Stored entries
# # #

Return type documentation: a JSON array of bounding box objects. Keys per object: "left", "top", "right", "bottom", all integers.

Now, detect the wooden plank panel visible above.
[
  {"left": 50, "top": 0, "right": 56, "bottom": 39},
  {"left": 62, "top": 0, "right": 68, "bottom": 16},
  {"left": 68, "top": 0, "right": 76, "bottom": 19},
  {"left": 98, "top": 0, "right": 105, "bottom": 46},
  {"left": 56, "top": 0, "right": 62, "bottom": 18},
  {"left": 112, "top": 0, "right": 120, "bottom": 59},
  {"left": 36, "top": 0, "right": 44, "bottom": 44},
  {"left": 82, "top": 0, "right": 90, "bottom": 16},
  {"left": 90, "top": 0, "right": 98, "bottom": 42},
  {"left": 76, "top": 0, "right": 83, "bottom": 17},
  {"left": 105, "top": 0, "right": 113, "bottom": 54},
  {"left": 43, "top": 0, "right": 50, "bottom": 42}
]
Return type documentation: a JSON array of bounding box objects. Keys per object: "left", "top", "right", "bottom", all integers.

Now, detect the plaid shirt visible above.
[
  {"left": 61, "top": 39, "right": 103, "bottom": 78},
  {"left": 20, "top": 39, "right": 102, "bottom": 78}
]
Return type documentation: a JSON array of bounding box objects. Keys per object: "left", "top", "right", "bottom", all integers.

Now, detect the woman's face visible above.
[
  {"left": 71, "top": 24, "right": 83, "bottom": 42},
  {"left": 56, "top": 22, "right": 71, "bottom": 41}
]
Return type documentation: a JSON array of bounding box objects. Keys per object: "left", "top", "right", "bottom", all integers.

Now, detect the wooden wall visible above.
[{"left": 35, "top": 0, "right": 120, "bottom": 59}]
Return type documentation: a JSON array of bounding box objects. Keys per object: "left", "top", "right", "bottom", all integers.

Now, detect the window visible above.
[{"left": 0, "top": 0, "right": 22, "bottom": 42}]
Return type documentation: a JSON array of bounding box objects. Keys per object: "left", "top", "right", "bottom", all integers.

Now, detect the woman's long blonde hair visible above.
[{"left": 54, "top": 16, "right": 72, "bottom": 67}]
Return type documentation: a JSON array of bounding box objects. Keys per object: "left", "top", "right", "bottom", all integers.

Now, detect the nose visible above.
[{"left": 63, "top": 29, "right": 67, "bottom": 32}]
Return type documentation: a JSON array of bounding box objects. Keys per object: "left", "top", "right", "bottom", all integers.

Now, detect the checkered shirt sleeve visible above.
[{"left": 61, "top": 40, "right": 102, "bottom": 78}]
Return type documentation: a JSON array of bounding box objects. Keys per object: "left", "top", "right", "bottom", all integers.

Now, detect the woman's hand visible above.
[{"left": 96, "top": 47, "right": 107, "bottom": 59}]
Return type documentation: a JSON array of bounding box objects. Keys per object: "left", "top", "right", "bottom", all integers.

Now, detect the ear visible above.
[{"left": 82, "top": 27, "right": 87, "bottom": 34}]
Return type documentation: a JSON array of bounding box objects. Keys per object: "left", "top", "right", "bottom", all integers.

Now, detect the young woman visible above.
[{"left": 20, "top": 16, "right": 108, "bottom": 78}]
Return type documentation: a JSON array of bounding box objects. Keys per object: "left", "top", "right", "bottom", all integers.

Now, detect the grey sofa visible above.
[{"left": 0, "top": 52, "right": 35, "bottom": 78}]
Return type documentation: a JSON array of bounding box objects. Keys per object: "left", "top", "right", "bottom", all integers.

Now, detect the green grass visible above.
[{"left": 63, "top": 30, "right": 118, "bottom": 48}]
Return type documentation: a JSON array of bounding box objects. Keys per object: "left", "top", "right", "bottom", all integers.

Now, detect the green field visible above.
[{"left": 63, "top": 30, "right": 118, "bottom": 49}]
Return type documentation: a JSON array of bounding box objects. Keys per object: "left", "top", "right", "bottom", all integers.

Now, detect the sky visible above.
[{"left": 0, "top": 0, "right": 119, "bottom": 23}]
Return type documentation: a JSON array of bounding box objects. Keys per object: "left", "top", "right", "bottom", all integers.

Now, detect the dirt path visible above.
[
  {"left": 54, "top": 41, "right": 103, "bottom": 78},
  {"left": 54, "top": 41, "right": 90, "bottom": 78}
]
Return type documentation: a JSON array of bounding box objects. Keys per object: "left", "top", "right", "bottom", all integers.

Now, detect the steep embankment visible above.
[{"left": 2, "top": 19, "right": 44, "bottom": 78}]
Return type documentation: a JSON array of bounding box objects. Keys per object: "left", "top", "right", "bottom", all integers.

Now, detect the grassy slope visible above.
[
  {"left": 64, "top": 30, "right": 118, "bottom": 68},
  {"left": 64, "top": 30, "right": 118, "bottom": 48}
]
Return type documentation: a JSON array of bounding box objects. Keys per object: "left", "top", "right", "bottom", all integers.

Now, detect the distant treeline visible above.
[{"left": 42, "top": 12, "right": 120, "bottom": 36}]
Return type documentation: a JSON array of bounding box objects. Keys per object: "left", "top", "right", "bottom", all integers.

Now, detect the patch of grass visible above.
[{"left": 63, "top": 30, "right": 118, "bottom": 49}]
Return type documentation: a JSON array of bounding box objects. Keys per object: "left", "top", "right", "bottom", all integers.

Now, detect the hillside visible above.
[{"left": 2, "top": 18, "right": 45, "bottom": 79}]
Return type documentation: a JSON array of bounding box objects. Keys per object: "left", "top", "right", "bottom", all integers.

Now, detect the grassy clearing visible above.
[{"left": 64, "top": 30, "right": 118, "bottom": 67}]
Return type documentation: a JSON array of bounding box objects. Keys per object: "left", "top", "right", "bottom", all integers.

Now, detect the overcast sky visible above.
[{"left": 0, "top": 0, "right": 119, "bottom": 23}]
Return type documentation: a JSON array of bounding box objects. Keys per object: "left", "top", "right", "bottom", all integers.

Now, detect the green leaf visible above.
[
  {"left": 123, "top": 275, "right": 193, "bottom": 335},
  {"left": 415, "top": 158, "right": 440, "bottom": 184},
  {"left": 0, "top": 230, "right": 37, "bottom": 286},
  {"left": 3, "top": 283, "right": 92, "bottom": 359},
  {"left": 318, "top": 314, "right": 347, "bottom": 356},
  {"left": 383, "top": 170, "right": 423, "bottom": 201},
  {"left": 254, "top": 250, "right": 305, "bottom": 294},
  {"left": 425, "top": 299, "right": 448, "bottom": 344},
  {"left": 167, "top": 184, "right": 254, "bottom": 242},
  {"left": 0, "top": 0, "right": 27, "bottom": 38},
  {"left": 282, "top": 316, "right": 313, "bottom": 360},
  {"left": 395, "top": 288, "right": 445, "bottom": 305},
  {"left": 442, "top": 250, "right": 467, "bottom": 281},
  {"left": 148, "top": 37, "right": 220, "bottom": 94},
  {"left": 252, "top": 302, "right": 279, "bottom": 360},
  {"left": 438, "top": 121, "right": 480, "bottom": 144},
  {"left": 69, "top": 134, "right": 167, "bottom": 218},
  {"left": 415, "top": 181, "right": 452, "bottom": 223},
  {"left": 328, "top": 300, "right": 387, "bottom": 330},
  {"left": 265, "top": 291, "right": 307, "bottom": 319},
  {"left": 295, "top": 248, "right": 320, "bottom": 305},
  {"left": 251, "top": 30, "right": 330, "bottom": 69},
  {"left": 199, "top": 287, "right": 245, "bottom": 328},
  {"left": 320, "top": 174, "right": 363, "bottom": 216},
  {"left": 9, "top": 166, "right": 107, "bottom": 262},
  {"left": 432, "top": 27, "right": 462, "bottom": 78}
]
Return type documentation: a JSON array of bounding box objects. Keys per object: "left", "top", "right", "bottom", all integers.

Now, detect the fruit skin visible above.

# # #

Brief – Which lines of the records above contain the word "woman"? Extract every such line, treating uppercase and lowercase as different.

Completed task –
Now, detect the woman's face visible above.
Now, detect the woman's long blonde hair visible above.
Now, detect the woman's hand visible above.
Now, detect the young woman visible above.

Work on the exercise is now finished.